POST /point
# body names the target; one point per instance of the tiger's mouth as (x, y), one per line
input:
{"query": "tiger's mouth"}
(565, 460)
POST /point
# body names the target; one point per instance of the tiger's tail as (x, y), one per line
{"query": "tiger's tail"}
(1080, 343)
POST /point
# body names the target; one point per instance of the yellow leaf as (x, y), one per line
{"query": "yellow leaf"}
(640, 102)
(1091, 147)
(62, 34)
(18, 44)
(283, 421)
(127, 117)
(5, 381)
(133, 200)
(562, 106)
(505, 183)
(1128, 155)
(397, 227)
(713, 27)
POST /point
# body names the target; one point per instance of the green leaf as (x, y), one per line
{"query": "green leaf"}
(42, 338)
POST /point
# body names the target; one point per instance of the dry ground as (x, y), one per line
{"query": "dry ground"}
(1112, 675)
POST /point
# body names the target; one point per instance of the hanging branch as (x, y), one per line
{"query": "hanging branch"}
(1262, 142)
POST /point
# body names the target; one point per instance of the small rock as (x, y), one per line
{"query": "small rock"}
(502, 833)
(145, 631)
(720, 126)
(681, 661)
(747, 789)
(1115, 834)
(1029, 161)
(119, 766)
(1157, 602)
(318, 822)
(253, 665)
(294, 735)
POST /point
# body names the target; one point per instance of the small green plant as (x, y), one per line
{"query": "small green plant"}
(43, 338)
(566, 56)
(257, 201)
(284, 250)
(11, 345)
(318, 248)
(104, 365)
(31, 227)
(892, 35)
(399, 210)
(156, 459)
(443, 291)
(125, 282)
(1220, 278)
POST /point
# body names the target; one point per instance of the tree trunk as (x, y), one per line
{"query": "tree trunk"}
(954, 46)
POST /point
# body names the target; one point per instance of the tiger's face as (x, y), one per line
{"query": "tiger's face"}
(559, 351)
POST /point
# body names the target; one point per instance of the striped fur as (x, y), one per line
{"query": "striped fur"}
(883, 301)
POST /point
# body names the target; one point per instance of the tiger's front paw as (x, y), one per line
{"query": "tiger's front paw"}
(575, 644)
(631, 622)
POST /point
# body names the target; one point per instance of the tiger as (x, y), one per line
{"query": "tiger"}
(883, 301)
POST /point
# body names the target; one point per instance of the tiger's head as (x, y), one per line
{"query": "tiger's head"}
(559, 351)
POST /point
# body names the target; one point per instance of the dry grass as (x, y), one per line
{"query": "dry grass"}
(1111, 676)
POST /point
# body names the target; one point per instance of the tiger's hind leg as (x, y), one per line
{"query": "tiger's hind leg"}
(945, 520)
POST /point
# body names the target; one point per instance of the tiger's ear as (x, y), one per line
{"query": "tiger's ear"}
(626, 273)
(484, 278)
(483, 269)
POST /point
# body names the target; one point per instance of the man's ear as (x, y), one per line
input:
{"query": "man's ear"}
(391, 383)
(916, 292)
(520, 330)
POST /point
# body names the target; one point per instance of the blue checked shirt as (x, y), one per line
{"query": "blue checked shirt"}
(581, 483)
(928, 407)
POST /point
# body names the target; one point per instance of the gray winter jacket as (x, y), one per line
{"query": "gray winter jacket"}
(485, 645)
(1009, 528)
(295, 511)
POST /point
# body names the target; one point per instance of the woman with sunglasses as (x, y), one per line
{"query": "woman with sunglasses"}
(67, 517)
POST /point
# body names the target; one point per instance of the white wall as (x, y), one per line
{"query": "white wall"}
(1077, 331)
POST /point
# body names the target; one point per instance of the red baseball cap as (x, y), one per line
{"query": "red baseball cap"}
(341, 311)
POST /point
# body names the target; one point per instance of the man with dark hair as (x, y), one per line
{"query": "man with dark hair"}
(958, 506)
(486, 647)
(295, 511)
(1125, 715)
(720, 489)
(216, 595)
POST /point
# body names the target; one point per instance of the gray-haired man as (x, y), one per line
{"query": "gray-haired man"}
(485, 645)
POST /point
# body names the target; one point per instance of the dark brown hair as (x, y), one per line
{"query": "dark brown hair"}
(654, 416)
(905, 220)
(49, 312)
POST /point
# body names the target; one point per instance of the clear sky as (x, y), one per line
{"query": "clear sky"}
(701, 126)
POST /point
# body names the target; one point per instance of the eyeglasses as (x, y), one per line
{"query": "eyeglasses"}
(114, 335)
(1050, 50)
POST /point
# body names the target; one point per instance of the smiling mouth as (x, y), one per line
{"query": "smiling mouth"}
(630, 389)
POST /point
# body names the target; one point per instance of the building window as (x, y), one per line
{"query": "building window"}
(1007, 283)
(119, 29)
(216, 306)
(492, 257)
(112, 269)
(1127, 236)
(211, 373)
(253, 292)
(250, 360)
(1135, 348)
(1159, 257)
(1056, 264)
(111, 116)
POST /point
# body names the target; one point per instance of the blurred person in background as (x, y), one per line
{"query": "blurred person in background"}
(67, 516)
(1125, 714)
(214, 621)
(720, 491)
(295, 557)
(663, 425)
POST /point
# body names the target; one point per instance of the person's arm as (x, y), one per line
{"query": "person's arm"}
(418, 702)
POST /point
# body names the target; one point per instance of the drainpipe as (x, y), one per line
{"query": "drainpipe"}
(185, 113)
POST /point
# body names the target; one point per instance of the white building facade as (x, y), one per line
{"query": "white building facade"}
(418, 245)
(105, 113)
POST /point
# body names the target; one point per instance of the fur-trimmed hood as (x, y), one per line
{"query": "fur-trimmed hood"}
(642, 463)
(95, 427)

+++

**Problem to solve**: Copy the material above, keeping every line exactly as it stands.

**Solution for this problem**:
POST /point
# body names the target; one point per instance of the tiger's mouth as (x, y), one per line
input:
{"query": "tiger's mouth"}
(565, 460)
POST /point
# body names the target; one point per instance of the tiger's tail as (x, y), one per line
{"query": "tiger's tail"}
(1080, 343)
POST /point
# body names the target; one point per instance of the yellow leaf as (x, y), one per line
{"query": "yellow leaf"}
(640, 102)
(1091, 147)
(62, 34)
(18, 44)
(283, 421)
(127, 117)
(5, 381)
(133, 200)
(562, 106)
(505, 183)
(1128, 155)
(397, 227)
(713, 27)
POST /point
# body names the target; one point per instance of the green leaf as (x, y), one per line
{"query": "green leaf"}
(42, 338)
POST /point
# body names the target; one point per instance of the dry ground as (x, y), one per line
{"query": "dry ground"}
(1112, 675)
POST /point
# body names the target; one point per instance of the hanging branch as (x, y), one per line
{"query": "hanging branch"}
(1262, 142)
POST /point
# body names the target; one point per instance of the small rock as (x, y), one per line
{"query": "small rock"}
(502, 833)
(145, 631)
(720, 126)
(681, 661)
(747, 789)
(1115, 834)
(1029, 161)
(119, 766)
(1157, 602)
(318, 822)
(253, 665)
(294, 735)
POST /point
# body names the target; one point per instance of the small green plant as (x, y), one per line
{"query": "small green plant"}
(43, 338)
(566, 56)
(257, 201)
(284, 250)
(11, 345)
(318, 248)
(104, 365)
(31, 227)
(892, 35)
(399, 210)
(156, 459)
(443, 291)
(125, 282)
(1220, 278)
POST /point
# body names the target; one point per instance of the tree trunk as (x, y), one per line
{"query": "tree trunk"}
(954, 46)
POST /point
# body names the target; one point per instance of the tiger's face as (x, y), one per line
{"query": "tiger's face"}
(559, 351)
POST /point
# body names the target; one point per instance of the striped fur as (x, y), one per line
{"query": "striped fur"}
(883, 301)
POST /point
# body names the target; one point per instance of the tiger's front paw as (x, y), one per line
{"query": "tiger's front paw"}
(575, 644)
(631, 622)
POST /point
# body names the target; one point per instance of the tiger as (x, y), one per line
{"query": "tiger"}
(883, 301)
POST /point
# body names the target; one point per instance of the tiger's head as (x, y), one per line
{"query": "tiger's head"}
(559, 351)
POST /point
# body names the target; one point per instance of the dry grass as (x, y), one per line
{"query": "dry grass"}
(1111, 676)
POST /point
# body names the target; one point per instance of the tiger's hind leg as (x, y), one per line
{"query": "tiger's hind leg"}
(945, 520)
POST /point
# body names the target; one point per instance of the tiger's ear as (x, y), one per line
{"query": "tiger's ear"}
(626, 273)
(484, 278)
(483, 269)
POST /point
# body names the target; one point per instance of the man's ear as (x, y), one per line
input:
{"query": "man's ear"}
(391, 383)
(916, 292)
(520, 330)
POST /point
# body names the target; one point per instance of the blue checked shirt as (x, y), one per line
{"query": "blue checked shirt"}
(581, 483)
(928, 407)
POST /point
# body names the target; one point per instance of the gray winter jacket as (x, y), one per line
{"query": "gray winter jacket"}
(485, 645)
(1009, 528)
(295, 511)
POST /point
# body names the target; one point per instance of the woman with sunglasses as (x, y), one per line
{"query": "woman with sunglasses"}
(67, 517)
POST /point
# body names the target; one point per instance of the white wall as (x, y), one per line
{"query": "white wall"}
(1077, 331)
POST /point
# body names the target; one point per instance of the red baseball cap as (x, y), one per line
{"query": "red baseball cap"}
(341, 311)
POST /point
# body names the target; one point per instance of the man with dark hair as (x, y), one per line
{"query": "man with dark hair"}
(958, 506)
(486, 647)
(295, 511)
(1125, 715)
(720, 489)
(216, 595)
POST /point
# body names the target; one point per instance of the gray-haired man as (x, y), one per line
{"query": "gray-haired man"}
(485, 645)
POST /point
# body names the target; one point per instance of the dark brown hair as (x, y), one per line
{"query": "dark brown hair"}
(654, 416)
(905, 220)
(49, 312)
POST /point
# body names the target; one point per instance of the clear sky as (x, y), one per line
{"query": "clear sky"}
(701, 126)
POST /point
# body names the target; one point per instance of the eyeglasses as (x, y), one per line
{"query": "eyeglasses"}
(114, 335)
(1050, 50)
POST /point
# body names the target; one point per instance of the smiling mouth as (x, y), one per line
{"query": "smiling mouth"}
(630, 389)
POST /point
# body names the target; one point per instance of the building window as (x, y), one per line
{"query": "building window"}
(1007, 283)
(119, 29)
(216, 306)
(492, 257)
(112, 269)
(1127, 236)
(211, 373)
(253, 292)
(250, 360)
(1135, 348)
(1159, 257)
(1056, 264)
(111, 116)
POST /point
# body names the target; one point per instance of the blurred person in background as (x, y), one per line
{"query": "blurred person in background"}
(67, 516)
(1125, 714)
(214, 621)
(720, 491)
(295, 557)
(663, 425)
POST /point
# body names the target; one point per instance of the person's arm as (x, y), one per line
{"query": "person's arm"}
(418, 702)
POST /point
# body names the target; one point per instance of the drainpipe as (x, y), one per line
{"query": "drainpipe"}
(185, 113)
POST /point
# body names the target; one point per instance of the white building facade as (x, y), one per line
{"query": "white building facade"}
(418, 245)
(105, 113)
POST /point
# body names the target; one point per instance of the fur-trimmed hood as (x, y), one per line
{"query": "fur-trimmed hood"}
(642, 463)
(95, 427)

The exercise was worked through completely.